Um exemplo do uso da tecnologia para reduzir o impacto das hidrelétricas no ambiente está na startup BioBureau, do Rio, que, no fim de setembro, começou a fazer coletas de água na usina Três Irmãos, a maior do rio Tietê, para desenvolver o primeiro monitoramento massivo de fauna aquática a partir de análises de DNA. O método retira apenas amostras de água do reservatório e permite, ao mesmo tempo, identificar um maior número de espécies do que as metodologias tradicionais.
 
A companhia, fundada pelo biólogo marinho e professor da Universidade Federal do Rio de Janeiro (UFRJ) Mauro Rebelo, fechou contrato com a concessionária Tijoá, dona da Três Irmãos, no valor de RS$ 1,69 milhão. O dinheiro será usado para realizar o levantamento, que terá dois anos de duração. O acordo é financiado com recursos do programa de Pesquisa e Desenvolvimento da Agência Nacional de Energia Elétrica (Aneel).

A usina de Três Irmãos possui capacidade instalada de 807,5 MW e tinha como condicionante para sua licença de operação o monitoramento das espécies do reservatório. Até então o processo era feito pela retirada de espécies do ambiente nativo para análise. Rebelo acredita que iniciativas como a da BioBureau vão ajudar em futuros processos de licenciamento, pois contribuem também para a ampliação dos estudos das espécies.

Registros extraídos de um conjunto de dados

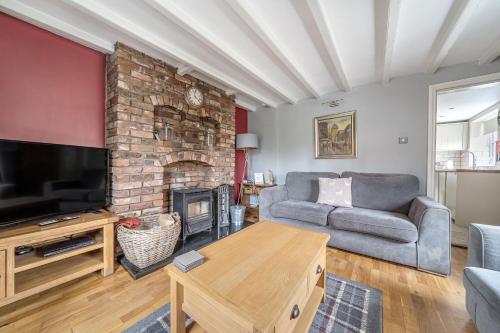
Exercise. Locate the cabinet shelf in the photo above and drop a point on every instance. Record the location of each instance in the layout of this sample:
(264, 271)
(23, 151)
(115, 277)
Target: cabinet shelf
(34, 259)
(29, 274)
(43, 277)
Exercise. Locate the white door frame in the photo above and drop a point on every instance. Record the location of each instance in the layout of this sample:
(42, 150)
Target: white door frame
(431, 128)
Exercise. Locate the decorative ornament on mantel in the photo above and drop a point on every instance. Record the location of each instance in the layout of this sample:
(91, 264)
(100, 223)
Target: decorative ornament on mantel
(194, 97)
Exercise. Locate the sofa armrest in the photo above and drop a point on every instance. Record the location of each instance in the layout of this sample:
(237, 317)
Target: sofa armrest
(269, 196)
(484, 246)
(433, 222)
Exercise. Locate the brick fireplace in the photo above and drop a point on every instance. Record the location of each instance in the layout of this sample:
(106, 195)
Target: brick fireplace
(157, 142)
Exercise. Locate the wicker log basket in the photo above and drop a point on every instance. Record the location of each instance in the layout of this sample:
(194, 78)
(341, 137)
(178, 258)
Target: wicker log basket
(144, 247)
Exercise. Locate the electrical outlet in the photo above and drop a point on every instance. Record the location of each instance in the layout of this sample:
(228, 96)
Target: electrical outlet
(403, 140)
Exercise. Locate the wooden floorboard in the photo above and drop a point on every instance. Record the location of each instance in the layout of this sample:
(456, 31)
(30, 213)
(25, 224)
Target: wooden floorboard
(413, 301)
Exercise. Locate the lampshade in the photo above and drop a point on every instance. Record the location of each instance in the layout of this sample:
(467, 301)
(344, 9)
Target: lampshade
(247, 141)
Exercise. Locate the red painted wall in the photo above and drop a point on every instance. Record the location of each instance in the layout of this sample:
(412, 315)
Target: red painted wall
(241, 126)
(51, 89)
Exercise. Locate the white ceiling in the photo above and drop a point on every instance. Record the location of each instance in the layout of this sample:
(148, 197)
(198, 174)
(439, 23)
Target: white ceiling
(281, 51)
(463, 104)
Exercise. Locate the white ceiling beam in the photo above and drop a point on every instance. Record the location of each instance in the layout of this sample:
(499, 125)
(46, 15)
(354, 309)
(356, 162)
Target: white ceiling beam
(111, 18)
(264, 32)
(184, 69)
(175, 13)
(324, 26)
(387, 23)
(245, 105)
(55, 25)
(453, 25)
(491, 53)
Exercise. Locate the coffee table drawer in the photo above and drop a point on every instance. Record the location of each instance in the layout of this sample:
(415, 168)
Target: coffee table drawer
(291, 315)
(317, 268)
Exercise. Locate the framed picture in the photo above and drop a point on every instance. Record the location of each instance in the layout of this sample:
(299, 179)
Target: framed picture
(335, 135)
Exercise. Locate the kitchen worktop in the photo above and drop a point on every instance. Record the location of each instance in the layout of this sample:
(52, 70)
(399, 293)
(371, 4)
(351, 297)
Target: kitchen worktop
(481, 170)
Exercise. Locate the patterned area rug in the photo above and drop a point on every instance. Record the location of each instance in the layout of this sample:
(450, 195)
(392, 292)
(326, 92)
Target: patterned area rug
(350, 307)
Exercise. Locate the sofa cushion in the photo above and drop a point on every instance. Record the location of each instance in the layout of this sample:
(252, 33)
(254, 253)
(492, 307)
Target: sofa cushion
(302, 210)
(390, 225)
(390, 192)
(335, 192)
(304, 186)
(487, 284)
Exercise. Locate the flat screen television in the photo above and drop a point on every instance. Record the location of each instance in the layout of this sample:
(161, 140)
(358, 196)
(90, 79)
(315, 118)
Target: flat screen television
(39, 180)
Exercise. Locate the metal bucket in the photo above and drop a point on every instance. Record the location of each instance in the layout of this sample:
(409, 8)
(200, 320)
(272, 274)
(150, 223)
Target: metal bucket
(237, 214)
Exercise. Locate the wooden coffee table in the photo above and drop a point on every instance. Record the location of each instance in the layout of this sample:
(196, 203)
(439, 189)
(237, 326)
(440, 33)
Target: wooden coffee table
(266, 278)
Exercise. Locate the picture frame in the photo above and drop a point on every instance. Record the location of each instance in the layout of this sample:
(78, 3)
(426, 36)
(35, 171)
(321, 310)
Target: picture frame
(258, 178)
(335, 136)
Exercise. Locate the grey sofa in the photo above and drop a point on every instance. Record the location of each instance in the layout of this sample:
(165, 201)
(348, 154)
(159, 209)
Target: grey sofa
(482, 277)
(389, 220)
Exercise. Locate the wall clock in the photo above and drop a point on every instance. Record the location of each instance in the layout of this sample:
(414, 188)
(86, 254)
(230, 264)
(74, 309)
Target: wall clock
(194, 97)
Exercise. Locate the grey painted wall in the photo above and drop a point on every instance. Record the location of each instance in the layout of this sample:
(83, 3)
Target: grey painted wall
(384, 113)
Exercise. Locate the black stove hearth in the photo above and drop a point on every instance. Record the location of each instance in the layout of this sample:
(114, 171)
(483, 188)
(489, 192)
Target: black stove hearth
(195, 209)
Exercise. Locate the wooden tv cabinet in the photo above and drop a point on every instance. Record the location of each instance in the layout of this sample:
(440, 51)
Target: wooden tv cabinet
(25, 275)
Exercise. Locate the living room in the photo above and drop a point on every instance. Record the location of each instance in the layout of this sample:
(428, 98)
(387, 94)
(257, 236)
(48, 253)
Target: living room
(249, 166)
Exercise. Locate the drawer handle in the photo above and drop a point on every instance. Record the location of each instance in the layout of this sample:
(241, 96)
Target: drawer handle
(295, 312)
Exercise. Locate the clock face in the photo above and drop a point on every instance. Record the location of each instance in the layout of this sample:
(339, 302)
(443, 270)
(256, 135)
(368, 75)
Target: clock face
(194, 97)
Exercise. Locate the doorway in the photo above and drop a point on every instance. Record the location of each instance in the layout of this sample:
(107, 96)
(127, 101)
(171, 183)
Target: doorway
(463, 171)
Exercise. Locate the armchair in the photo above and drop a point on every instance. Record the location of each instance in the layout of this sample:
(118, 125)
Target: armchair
(482, 277)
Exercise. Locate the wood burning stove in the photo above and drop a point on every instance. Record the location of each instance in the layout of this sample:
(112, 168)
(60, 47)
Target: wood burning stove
(195, 209)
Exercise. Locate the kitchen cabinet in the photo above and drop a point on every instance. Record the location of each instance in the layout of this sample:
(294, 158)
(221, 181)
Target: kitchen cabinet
(452, 136)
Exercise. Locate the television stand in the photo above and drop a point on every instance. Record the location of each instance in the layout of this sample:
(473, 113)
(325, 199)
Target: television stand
(25, 275)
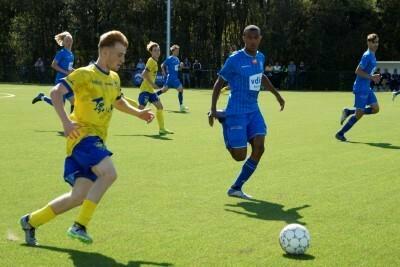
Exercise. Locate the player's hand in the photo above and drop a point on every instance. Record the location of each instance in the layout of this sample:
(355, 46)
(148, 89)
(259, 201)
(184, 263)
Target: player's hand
(376, 78)
(281, 102)
(211, 117)
(146, 115)
(71, 129)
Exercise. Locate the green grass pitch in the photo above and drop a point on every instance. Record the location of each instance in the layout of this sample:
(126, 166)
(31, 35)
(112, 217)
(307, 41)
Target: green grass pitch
(169, 204)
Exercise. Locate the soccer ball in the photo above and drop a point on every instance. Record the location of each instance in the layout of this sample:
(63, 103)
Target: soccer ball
(294, 239)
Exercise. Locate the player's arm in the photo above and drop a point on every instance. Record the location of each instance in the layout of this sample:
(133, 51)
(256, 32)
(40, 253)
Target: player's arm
(57, 94)
(267, 84)
(219, 83)
(374, 77)
(57, 68)
(146, 76)
(122, 105)
(163, 71)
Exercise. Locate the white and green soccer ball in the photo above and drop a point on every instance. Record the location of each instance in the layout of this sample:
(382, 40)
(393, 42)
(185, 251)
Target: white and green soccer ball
(294, 239)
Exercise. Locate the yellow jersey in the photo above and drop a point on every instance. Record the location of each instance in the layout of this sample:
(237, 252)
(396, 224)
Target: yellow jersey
(95, 92)
(152, 67)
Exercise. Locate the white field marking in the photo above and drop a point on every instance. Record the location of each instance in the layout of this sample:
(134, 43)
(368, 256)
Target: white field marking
(6, 95)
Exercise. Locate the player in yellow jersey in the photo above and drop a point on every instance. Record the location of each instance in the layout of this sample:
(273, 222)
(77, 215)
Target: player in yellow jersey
(147, 93)
(88, 166)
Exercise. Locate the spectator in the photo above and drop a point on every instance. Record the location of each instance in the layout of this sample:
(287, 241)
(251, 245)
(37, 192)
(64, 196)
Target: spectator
(394, 83)
(291, 75)
(39, 69)
(140, 65)
(276, 75)
(186, 73)
(268, 70)
(197, 73)
(302, 74)
(386, 78)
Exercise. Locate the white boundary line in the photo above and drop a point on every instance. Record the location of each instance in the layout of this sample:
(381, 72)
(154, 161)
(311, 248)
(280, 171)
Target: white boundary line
(6, 95)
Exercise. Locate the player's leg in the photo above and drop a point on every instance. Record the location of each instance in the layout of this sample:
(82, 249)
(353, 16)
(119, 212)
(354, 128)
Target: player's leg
(94, 158)
(160, 115)
(179, 88)
(373, 106)
(42, 97)
(256, 131)
(71, 99)
(360, 102)
(132, 102)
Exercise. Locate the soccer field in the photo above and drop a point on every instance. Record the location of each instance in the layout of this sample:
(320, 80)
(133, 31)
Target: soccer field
(169, 204)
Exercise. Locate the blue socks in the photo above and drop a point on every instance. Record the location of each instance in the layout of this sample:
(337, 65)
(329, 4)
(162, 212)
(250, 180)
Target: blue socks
(348, 125)
(247, 170)
(368, 111)
(47, 100)
(180, 97)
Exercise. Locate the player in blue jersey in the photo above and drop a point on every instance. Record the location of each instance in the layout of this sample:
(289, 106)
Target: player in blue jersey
(170, 67)
(242, 120)
(62, 63)
(365, 102)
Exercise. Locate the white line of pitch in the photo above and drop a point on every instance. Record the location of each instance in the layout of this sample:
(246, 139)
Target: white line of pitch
(6, 95)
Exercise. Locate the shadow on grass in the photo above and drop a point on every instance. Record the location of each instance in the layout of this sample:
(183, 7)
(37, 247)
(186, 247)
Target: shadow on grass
(381, 145)
(264, 210)
(176, 111)
(83, 259)
(59, 133)
(304, 257)
(153, 136)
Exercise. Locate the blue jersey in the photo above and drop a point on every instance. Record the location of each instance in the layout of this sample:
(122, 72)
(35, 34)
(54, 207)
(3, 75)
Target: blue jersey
(65, 59)
(243, 73)
(172, 64)
(368, 65)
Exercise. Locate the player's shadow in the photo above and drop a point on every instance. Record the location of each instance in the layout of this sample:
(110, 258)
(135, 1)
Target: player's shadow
(264, 210)
(176, 111)
(84, 259)
(153, 136)
(381, 145)
(59, 133)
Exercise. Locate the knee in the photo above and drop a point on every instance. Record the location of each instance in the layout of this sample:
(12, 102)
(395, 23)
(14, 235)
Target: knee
(259, 149)
(77, 198)
(110, 176)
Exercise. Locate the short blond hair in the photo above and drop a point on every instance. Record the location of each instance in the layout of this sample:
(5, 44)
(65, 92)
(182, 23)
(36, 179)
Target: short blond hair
(109, 39)
(372, 37)
(174, 47)
(151, 45)
(60, 37)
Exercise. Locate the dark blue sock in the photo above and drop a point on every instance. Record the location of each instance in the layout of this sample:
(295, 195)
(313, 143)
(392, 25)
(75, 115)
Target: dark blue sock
(247, 170)
(348, 125)
(350, 111)
(180, 97)
(368, 111)
(47, 100)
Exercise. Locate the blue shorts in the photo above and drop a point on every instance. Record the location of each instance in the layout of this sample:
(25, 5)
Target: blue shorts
(86, 154)
(240, 129)
(145, 97)
(173, 83)
(363, 99)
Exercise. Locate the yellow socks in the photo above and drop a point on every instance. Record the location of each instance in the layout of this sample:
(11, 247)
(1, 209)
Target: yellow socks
(41, 216)
(132, 102)
(160, 118)
(86, 212)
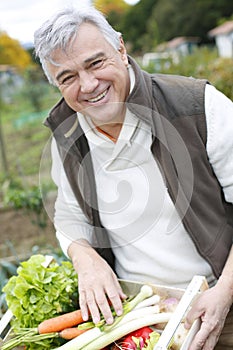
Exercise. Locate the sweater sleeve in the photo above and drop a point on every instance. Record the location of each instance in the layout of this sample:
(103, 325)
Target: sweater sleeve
(69, 221)
(219, 116)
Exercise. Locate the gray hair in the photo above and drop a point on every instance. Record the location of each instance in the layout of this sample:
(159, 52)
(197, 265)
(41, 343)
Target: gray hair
(58, 31)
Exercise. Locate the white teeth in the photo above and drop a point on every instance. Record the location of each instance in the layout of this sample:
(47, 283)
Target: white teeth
(99, 97)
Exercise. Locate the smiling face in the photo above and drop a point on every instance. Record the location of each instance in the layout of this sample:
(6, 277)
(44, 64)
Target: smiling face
(92, 76)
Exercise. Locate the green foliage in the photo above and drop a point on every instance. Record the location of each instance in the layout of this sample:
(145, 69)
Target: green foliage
(204, 63)
(38, 293)
(7, 270)
(12, 53)
(162, 20)
(136, 25)
(35, 88)
(29, 199)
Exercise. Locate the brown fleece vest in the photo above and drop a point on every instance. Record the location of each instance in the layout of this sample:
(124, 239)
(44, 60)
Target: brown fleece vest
(174, 108)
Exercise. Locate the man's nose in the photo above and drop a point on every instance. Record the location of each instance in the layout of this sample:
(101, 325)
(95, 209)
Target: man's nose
(88, 82)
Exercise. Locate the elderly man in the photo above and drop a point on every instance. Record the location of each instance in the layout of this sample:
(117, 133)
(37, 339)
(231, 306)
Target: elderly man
(144, 169)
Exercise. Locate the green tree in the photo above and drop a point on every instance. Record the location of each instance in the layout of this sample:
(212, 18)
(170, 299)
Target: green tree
(137, 27)
(189, 18)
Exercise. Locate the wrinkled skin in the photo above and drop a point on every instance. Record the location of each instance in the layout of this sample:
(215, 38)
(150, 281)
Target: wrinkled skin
(212, 307)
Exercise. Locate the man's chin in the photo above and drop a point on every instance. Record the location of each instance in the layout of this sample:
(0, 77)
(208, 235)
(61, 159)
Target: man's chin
(105, 113)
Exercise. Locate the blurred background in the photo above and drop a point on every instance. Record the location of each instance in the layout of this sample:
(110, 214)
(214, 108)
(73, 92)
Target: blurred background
(192, 38)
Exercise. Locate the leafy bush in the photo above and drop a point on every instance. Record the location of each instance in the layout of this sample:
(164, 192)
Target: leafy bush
(204, 63)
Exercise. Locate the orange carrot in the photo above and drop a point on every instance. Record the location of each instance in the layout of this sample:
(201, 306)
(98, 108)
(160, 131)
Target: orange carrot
(58, 323)
(70, 333)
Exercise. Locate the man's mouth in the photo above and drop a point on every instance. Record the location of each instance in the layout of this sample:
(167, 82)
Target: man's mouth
(99, 97)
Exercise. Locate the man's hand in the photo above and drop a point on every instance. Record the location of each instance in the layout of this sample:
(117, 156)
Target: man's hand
(97, 283)
(212, 307)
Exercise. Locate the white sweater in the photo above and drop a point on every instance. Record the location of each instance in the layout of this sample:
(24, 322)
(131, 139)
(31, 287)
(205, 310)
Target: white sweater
(146, 233)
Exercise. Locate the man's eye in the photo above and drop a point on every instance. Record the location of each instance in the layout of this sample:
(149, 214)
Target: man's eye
(68, 80)
(97, 63)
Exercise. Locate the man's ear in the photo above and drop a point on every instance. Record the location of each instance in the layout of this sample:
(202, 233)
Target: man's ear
(123, 52)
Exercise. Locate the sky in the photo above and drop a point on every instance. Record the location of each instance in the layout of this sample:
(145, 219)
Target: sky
(20, 18)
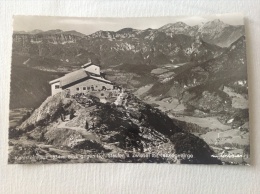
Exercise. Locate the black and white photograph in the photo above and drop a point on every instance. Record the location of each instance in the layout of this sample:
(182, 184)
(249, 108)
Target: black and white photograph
(129, 90)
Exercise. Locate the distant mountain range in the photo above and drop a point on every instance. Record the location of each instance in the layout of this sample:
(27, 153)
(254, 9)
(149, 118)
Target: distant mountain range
(129, 55)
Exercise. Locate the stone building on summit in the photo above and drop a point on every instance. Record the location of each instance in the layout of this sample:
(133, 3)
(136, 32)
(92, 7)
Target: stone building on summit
(88, 79)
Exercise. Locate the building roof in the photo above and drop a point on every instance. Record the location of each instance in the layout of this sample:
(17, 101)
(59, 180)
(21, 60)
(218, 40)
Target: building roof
(77, 76)
(88, 64)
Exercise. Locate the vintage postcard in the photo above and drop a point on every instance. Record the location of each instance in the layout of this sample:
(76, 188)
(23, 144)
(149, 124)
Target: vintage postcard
(129, 90)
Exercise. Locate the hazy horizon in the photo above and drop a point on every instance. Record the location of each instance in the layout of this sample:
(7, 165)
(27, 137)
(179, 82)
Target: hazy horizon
(89, 25)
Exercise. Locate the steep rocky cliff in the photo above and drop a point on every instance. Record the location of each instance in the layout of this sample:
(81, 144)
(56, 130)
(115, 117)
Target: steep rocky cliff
(134, 130)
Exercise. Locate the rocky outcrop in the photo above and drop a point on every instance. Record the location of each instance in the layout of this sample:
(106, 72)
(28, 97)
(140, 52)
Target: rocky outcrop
(133, 128)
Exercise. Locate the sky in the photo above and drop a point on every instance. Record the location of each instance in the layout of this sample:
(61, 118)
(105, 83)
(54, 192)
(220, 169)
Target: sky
(91, 25)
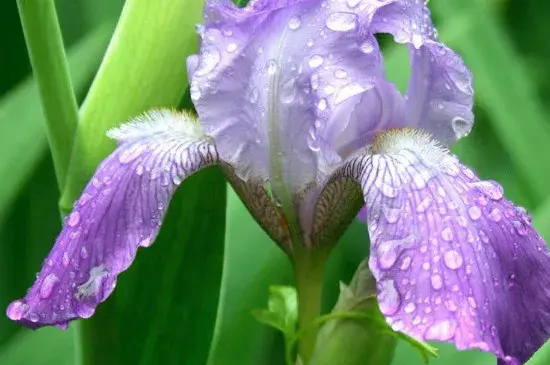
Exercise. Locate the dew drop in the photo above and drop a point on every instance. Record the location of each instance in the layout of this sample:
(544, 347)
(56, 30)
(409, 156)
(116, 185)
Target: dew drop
(389, 297)
(254, 95)
(340, 74)
(210, 58)
(495, 215)
(47, 285)
(271, 67)
(424, 204)
(387, 252)
(453, 259)
(410, 307)
(436, 281)
(74, 218)
(322, 104)
(474, 212)
(294, 22)
(83, 253)
(367, 47)
(17, 310)
(441, 331)
(316, 61)
(447, 234)
(65, 260)
(231, 47)
(341, 22)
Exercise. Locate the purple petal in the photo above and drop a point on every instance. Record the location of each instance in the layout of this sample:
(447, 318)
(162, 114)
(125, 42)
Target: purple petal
(270, 76)
(440, 94)
(454, 260)
(120, 210)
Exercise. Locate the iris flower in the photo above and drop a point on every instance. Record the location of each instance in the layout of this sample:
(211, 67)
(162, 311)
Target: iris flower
(293, 104)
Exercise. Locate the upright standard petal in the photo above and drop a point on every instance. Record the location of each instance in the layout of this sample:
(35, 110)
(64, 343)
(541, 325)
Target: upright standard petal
(269, 75)
(453, 259)
(121, 209)
(440, 94)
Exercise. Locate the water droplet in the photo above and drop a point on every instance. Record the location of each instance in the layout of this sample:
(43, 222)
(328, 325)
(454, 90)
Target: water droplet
(491, 189)
(47, 285)
(417, 40)
(254, 95)
(495, 215)
(367, 47)
(17, 310)
(195, 93)
(210, 58)
(389, 298)
(406, 263)
(474, 212)
(521, 228)
(232, 47)
(341, 22)
(74, 218)
(424, 204)
(33, 317)
(322, 104)
(146, 242)
(340, 74)
(447, 234)
(65, 260)
(294, 22)
(271, 67)
(436, 281)
(287, 91)
(388, 251)
(453, 259)
(316, 61)
(450, 305)
(441, 331)
(410, 307)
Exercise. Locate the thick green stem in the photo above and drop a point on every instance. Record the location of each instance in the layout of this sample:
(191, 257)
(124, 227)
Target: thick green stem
(49, 64)
(309, 274)
(143, 68)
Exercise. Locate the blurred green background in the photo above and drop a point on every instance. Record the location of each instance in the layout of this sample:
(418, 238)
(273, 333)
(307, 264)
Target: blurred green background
(505, 43)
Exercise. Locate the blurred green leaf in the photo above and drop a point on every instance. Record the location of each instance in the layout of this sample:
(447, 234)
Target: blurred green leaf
(22, 122)
(504, 88)
(49, 346)
(252, 263)
(282, 310)
(167, 301)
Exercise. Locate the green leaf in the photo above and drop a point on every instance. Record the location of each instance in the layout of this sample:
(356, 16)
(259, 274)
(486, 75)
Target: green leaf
(167, 301)
(282, 312)
(503, 87)
(22, 122)
(252, 264)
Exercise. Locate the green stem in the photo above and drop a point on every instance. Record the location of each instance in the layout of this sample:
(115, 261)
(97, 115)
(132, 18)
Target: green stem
(144, 68)
(49, 64)
(308, 274)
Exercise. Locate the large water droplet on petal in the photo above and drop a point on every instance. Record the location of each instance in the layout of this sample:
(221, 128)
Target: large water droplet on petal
(316, 61)
(441, 331)
(47, 285)
(341, 22)
(74, 218)
(210, 58)
(389, 298)
(474, 212)
(294, 22)
(453, 259)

Exercícios propostos
A) Reproduza fielmente o trecho do texto sobre a BioBureau que vai de "A companhia, fundada" até "Energia Elétrica (Aneel).".
B) Retome o texto sobre a BioBureau logo após a última frase apresentada.

Respostas das tarefas
A)
A companhia, fundada pelo biólogo marinho e professor da Universidade Federal do Rio de Janeiro (UFRJ) Mauro Rebelo, fechou contrato com a concessionária Tijoá, dona da Três Irmãos, no valor de RS$ 1,69 milhão. O dinheiro será usado para realizar o levantamento, que terá dois anos de duração. O acordo é financiado com recursos do programa de Pesquisa e Desenvolvimento da Agência Nacional de Energia Elétrica (Aneel).

B)
“Uma das vantagens do uso do DNA é o volume pequeno de amostras e a enorme quantidade de informações obtidas. Há a possibilidade de automatizar o processo, então conseguimos processar um número maior de amostras. Vamos caracterizar melhor a biodiversidade. Isso traz robustez para a informação, o que melhora a forma como o órgão ambiental olha para os resultados do monitoramento”, diz Rebelo.

A gerente de Meio Ambiente Fundiário da Tijoá, Angélica Barreto, afirma que se questionava sobre a real eficácia do monitoramento tradicional, mais invasivo e menos preciso. “Prevemos uma grande contribuição [da iniciativa] nos futuros processos de licenciamento. Há ganhos em amostragem e precisão, com um número maior de espécies identificadas.”

Incertezas sobre a obtenção de licenças e demora nos pareceres do Ibama estão entre os principais fatores de risco para novos projetos no Brasil. O tema está em debate, inclusive, no Congresso a partir do projeto da Lei Geral do Licenciamento Ambiental (PL 3729/2004). A expectativa é que o projeto seja votado na Câmara ainda este ano, apesar das críticas de ambientalistas, que apontam a flexibilização das regras de proteção. A nova lei permitirá que uma maior gama de empreendimentos use a Licença Ambiental por Adesão e Compromisso (LAC), que dispensa estudos prévios de impacto ambiental.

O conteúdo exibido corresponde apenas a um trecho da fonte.